_What this task involves_
Nothing but the records, repeated word for word and free of pictures, belongs in the answer.

(Collection entries)
--- START ---

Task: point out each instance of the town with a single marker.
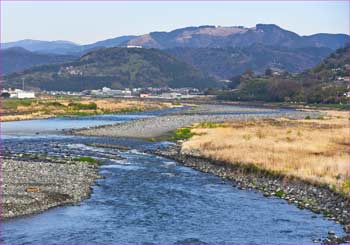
(105, 92)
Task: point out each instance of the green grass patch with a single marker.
(52, 103)
(280, 194)
(14, 103)
(209, 125)
(79, 106)
(182, 133)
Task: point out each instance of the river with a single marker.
(149, 199)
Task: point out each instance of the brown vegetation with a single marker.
(315, 150)
(25, 109)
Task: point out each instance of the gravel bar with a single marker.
(30, 187)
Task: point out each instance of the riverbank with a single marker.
(34, 186)
(155, 127)
(42, 108)
(318, 199)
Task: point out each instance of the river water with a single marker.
(149, 199)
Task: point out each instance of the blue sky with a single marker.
(87, 22)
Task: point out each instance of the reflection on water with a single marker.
(149, 199)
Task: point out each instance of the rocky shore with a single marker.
(34, 186)
(318, 199)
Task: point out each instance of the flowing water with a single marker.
(149, 199)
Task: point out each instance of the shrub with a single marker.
(182, 133)
(80, 106)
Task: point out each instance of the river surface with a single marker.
(149, 199)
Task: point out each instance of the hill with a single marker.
(223, 63)
(50, 47)
(325, 83)
(195, 37)
(236, 36)
(115, 68)
(17, 59)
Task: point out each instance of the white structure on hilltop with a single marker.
(20, 94)
(133, 46)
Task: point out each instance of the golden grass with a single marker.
(43, 108)
(313, 150)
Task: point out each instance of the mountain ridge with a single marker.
(115, 68)
(196, 36)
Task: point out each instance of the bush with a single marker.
(80, 106)
(182, 133)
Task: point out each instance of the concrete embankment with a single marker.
(319, 199)
(29, 187)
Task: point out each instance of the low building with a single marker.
(25, 94)
(20, 94)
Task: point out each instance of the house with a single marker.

--- END ---

_Solution to this exercise_
Task: point out each instance of the town with a single marker.
(105, 92)
Task: point out each instance of the green grass patch with a single marker.
(52, 103)
(280, 194)
(14, 103)
(209, 125)
(79, 106)
(182, 133)
Task: point out each instance of the river with a single marker.
(149, 199)
Task: point out each instance of the brown vegetation with a single marker.
(315, 150)
(25, 109)
Task: point out each instance of the gravel bar with a single marker.
(30, 187)
Task: point out each instance of the riverbank with a single marker.
(34, 186)
(155, 127)
(42, 108)
(318, 199)
Task: point out each instance of the river water with a single marker.
(149, 199)
Task: point out each instance of the blue sky with a single marker.
(87, 22)
Task: point out each instance of the reflection on water with a single marker.
(149, 199)
Task: point out each instance of the rocky shore with a single marker.
(34, 186)
(318, 199)
Task: point out each instance of the flowing water with a single marker.
(149, 199)
Task: point out each instance of the shrub with a single marker.
(182, 133)
(80, 106)
Task: point out each instance of the river surface with a single marker.
(149, 199)
Task: point out each instance of the hill with a single marker.
(223, 63)
(50, 47)
(325, 83)
(195, 37)
(236, 36)
(115, 68)
(17, 59)
Task: point out each instance of the white structure on hilltop with a single marker.
(20, 94)
(133, 46)
Task: point out each instance of the golden grass with a single marker.
(43, 108)
(313, 150)
Task: point out each instance of the mountain ridge with a single marker.
(115, 68)
(196, 36)
Task: point out each instance of the bush with a single marker.
(80, 106)
(182, 133)
Task: point out each instance of the concrete embankment with a single marker.
(319, 199)
(29, 187)
Task: point out each instance of the low building with a single marker.
(25, 94)
(20, 94)
Task: point out each instance of the house with a single marker.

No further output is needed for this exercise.